*Directions*. Reproduce all of the material below, swapping "even-odd rule" for "even-odd fill rule" wherever it occurs and leaving everything else unchanged.

*Data for the task*.
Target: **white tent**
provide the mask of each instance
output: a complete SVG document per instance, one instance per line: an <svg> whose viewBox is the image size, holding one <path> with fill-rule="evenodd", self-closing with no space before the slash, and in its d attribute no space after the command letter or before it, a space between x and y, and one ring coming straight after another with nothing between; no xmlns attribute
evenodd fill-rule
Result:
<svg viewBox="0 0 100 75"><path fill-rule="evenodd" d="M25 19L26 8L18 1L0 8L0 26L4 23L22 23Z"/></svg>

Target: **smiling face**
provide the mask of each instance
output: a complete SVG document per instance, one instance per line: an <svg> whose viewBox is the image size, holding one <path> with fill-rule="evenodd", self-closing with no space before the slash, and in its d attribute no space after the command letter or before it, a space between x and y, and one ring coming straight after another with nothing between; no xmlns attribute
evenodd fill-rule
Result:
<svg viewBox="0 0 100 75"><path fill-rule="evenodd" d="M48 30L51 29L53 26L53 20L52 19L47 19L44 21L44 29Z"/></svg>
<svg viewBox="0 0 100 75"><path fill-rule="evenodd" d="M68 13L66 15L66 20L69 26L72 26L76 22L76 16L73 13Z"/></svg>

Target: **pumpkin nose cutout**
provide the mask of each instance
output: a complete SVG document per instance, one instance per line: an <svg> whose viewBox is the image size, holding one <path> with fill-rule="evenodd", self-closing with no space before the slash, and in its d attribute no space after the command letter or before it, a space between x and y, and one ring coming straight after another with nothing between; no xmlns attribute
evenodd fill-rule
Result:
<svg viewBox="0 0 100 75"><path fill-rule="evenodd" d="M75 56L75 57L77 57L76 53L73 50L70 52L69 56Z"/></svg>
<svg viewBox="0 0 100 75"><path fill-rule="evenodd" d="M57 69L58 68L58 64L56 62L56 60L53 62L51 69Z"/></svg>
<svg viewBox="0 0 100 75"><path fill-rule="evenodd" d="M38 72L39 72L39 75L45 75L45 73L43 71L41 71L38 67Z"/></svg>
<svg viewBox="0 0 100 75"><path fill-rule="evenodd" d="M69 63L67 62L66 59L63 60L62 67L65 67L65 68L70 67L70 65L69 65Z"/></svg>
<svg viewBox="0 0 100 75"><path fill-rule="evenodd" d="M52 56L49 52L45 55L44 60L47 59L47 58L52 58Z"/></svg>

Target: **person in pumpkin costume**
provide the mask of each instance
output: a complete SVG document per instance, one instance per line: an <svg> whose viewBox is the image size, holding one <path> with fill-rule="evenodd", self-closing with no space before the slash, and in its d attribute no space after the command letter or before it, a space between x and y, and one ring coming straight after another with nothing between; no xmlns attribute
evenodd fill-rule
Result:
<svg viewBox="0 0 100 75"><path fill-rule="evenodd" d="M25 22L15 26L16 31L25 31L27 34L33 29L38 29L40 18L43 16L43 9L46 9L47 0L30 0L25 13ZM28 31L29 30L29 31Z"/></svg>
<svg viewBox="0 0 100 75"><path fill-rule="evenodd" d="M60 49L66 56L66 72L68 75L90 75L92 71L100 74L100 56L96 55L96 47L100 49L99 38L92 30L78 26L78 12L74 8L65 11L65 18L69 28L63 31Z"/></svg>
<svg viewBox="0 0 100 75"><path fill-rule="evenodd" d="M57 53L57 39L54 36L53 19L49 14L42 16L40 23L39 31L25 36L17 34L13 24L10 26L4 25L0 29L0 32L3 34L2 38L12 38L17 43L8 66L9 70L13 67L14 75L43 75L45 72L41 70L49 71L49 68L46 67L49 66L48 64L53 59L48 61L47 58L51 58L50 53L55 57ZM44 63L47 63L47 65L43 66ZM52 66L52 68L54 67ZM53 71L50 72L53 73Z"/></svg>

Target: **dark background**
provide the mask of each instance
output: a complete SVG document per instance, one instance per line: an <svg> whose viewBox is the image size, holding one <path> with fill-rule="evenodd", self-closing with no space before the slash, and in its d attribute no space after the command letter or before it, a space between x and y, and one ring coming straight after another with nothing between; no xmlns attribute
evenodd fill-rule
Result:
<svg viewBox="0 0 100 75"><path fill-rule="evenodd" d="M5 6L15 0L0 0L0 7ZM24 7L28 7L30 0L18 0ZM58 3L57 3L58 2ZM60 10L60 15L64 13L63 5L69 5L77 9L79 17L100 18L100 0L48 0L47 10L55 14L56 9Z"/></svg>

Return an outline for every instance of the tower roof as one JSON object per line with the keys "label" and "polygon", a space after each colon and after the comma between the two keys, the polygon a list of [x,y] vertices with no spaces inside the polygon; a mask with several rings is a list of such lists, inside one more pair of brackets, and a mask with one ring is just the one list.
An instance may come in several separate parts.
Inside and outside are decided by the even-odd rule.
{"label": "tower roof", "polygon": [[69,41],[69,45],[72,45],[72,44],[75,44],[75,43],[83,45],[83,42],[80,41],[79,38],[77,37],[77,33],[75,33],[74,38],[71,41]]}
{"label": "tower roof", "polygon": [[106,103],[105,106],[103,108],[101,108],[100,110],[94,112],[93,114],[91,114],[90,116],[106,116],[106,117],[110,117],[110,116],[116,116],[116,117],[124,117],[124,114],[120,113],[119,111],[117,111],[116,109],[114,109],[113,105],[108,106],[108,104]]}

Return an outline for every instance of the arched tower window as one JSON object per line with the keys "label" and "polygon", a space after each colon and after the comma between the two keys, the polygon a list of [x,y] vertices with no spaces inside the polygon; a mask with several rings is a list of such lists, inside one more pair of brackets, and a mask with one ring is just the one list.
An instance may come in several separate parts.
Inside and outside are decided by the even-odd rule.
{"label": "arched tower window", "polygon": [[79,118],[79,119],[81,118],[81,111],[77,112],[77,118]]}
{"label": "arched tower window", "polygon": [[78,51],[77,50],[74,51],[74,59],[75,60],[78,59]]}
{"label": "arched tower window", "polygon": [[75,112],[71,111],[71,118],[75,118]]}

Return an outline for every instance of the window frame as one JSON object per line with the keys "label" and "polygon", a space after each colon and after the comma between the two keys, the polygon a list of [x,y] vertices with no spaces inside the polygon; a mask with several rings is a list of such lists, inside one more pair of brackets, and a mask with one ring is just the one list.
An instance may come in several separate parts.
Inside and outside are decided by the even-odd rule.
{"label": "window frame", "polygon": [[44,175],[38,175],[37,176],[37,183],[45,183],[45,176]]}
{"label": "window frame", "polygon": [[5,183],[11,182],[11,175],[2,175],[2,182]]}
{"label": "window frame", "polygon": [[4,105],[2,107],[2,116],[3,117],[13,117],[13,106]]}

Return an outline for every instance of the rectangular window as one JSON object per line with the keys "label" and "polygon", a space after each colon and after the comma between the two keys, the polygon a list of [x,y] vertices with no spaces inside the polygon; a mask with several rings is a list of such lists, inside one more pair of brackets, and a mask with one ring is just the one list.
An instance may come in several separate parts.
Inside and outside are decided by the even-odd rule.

*Answer in full*.
Target: **white tent**
provide the mask of each instance
output: a complete SVG document per instance, one instance per line: an <svg> whose viewBox is the image size, holding one <path> with fill-rule="evenodd", self-closing with no space before the slash, and in its d attribute no space after the command letter or before it, a space between x and y, and one ring coming straight after another with nothing between; no xmlns attribute
evenodd fill-rule
Result:
<svg viewBox="0 0 100 75"><path fill-rule="evenodd" d="M25 19L26 8L18 1L0 8L0 26L4 23L22 23Z"/></svg>

Target: **smiling face**
provide the mask of each instance
output: a complete SVG document per instance, one instance per line: an <svg> whose viewBox is the image size, holding one <path> with fill-rule="evenodd", self-closing with no space before the slash, and in its d attribute no space after the command letter or before it, a space between x and y, and one ring coming straight after another with nothing between; no xmlns attribute
evenodd fill-rule
Result:
<svg viewBox="0 0 100 75"><path fill-rule="evenodd" d="M48 30L51 29L53 26L53 20L52 19L47 19L44 21L44 29Z"/></svg>
<svg viewBox="0 0 100 75"><path fill-rule="evenodd" d="M68 13L66 15L66 20L69 26L72 26L76 22L76 16L73 13Z"/></svg>

Target: **pumpkin nose cutout**
provide the mask of each instance
output: a complete SVG document per instance, one instance per line: an <svg> whose viewBox is the image size, holding one <path> with fill-rule="evenodd", self-closing with no space before the slash, and in its d attribute no space after the command letter or before it, a space between x and y, and one ring coming straight after another with nothing between; no xmlns attribute
evenodd fill-rule
Result:
<svg viewBox="0 0 100 75"><path fill-rule="evenodd" d="M75 56L75 57L77 57L76 53L73 50L70 52L69 56Z"/></svg>
<svg viewBox="0 0 100 75"><path fill-rule="evenodd" d="M57 69L58 68L58 64L56 62L56 60L53 62L51 69Z"/></svg>
<svg viewBox="0 0 100 75"><path fill-rule="evenodd" d="M38 72L39 72L39 75L45 75L45 73L43 71L41 71L38 67Z"/></svg>
<svg viewBox="0 0 100 75"><path fill-rule="evenodd" d="M69 63L67 62L66 59L63 60L62 67L65 67L65 68L70 67L70 65L69 65Z"/></svg>
<svg viewBox="0 0 100 75"><path fill-rule="evenodd" d="M52 56L49 52L45 55L44 60L47 59L47 58L52 58Z"/></svg>

Target: **person in pumpkin costume**
provide the mask of each instance
output: a complete SVG document per instance, one instance per line: an <svg> whose viewBox is the image size, holding one <path> with fill-rule="evenodd", self-closing with no space before the slash, and in its d attribute no space after the command letter or before it, a space between x and y, and one ring coming straight after another with nothing between; no xmlns attribute
evenodd fill-rule
Result:
<svg viewBox="0 0 100 75"><path fill-rule="evenodd" d="M25 22L15 26L16 31L25 31L27 34L33 29L38 29L40 18L43 16L43 9L46 9L47 0L30 0L25 13ZM28 31L29 30L29 31Z"/></svg>
<svg viewBox="0 0 100 75"><path fill-rule="evenodd" d="M60 49L66 56L66 72L68 75L90 75L92 71L100 74L100 56L96 55L96 47L100 49L99 38L92 30L78 26L78 12L74 8L65 11L65 18L69 28L63 31Z"/></svg>
<svg viewBox="0 0 100 75"><path fill-rule="evenodd" d="M57 53L57 39L54 36L53 19L49 14L42 16L40 23L39 31L25 36L17 34L13 24L10 26L4 25L0 29L0 32L3 34L2 38L12 38L17 43L8 66L9 70L13 67L14 75L43 75L45 72L41 70L49 71L49 68L46 67L49 66L48 64L53 59L48 61L47 58L51 58L50 53L55 57ZM44 63L47 63L47 65L43 66ZM52 66L52 68L54 67ZM53 71L50 72L53 73Z"/></svg>

Target: **dark background**
provide the mask of each instance
output: a complete SVG document per instance, one instance per line: an <svg> whose viewBox is the image size, holding one <path> with fill-rule="evenodd", self-closing with no space before the slash, and in its d attribute no space after the command letter or before it, a space between x and y, and one ring coming straight after another with nothing between; no xmlns attribute
evenodd fill-rule
Result:
<svg viewBox="0 0 100 75"><path fill-rule="evenodd" d="M5 6L15 0L0 0L0 7ZM24 7L28 7L30 0L18 0ZM58 3L57 3L58 2ZM60 10L60 15L64 13L63 5L69 5L77 9L79 17L100 18L100 0L48 0L47 10L55 14L56 9Z"/></svg>

Return an outline for every instance of the tower roof as one JSON object per line with the keys "label" and "polygon", a space after each colon and after the comma between the two keys, the polygon a list of [x,y] vertices with no spaces inside the polygon; a mask with several rings is a list of such lists, inside one more pair of brackets, and a mask with one ring is just the one list.
An instance may come in several separate parts.
Inside and outside are decided by the even-odd fill rule.
{"label": "tower roof", "polygon": [[69,41],[69,45],[72,45],[72,44],[75,44],[75,43],[83,45],[83,42],[80,41],[79,38],[77,37],[77,33],[75,33],[74,38],[71,41]]}
{"label": "tower roof", "polygon": [[106,103],[105,106],[103,108],[101,108],[100,110],[94,112],[93,114],[91,114],[90,116],[106,116],[106,117],[110,117],[110,116],[116,116],[116,117],[124,117],[124,114],[120,113],[119,111],[117,111],[116,109],[114,109],[113,105],[108,106],[108,104]]}

Return an outline for every instance of the arched tower window as one JSON object per line with the keys "label" and "polygon", a space after each colon and after the comma between the two keys, the polygon a list of [x,y] vertices with no spaces inside the polygon; a mask with several rings is a list of such lists, inside one more pair of brackets, and a mask with one ring is just the one list.
An instance may come in several separate parts.
Inside and outside are decided by the even-odd fill rule.
{"label": "arched tower window", "polygon": [[79,118],[79,119],[81,118],[81,111],[77,112],[77,118]]}
{"label": "arched tower window", "polygon": [[78,51],[77,50],[74,51],[74,59],[75,60],[78,59]]}
{"label": "arched tower window", "polygon": [[75,112],[71,111],[71,118],[75,118]]}

Return an outline for every instance of the window frame as one JSON object per line with the keys "label" and "polygon", a space after each colon and after the comma between the two keys, the polygon a list of [x,y] vertices with no spaces inside the polygon; a mask with several rings is a list of such lists, inside one more pair of brackets, and a mask with one ring is just the one list.
An instance may come in several separate parts.
Inside and outside are decided by the even-odd fill rule.
{"label": "window frame", "polygon": [[44,175],[38,175],[37,176],[37,183],[45,183],[45,176]]}
{"label": "window frame", "polygon": [[5,183],[11,182],[11,175],[2,175],[2,182]]}
{"label": "window frame", "polygon": [[4,105],[2,107],[2,116],[3,117],[13,117],[13,106]]}

Return an outline for every instance of the rectangular window as one JSON object per line with the keys "label" and "polygon", a space after each colon and after the comma between the two keys, the polygon a list of [x,y] vertices with no spaces inside the polygon; a mask with several rings is a list of such lists, inside one more pair of brackets, and a mask with one ring is just the one list.
An instance may come in several separate parts.
Inside and outside are decided by the even-odd fill rule.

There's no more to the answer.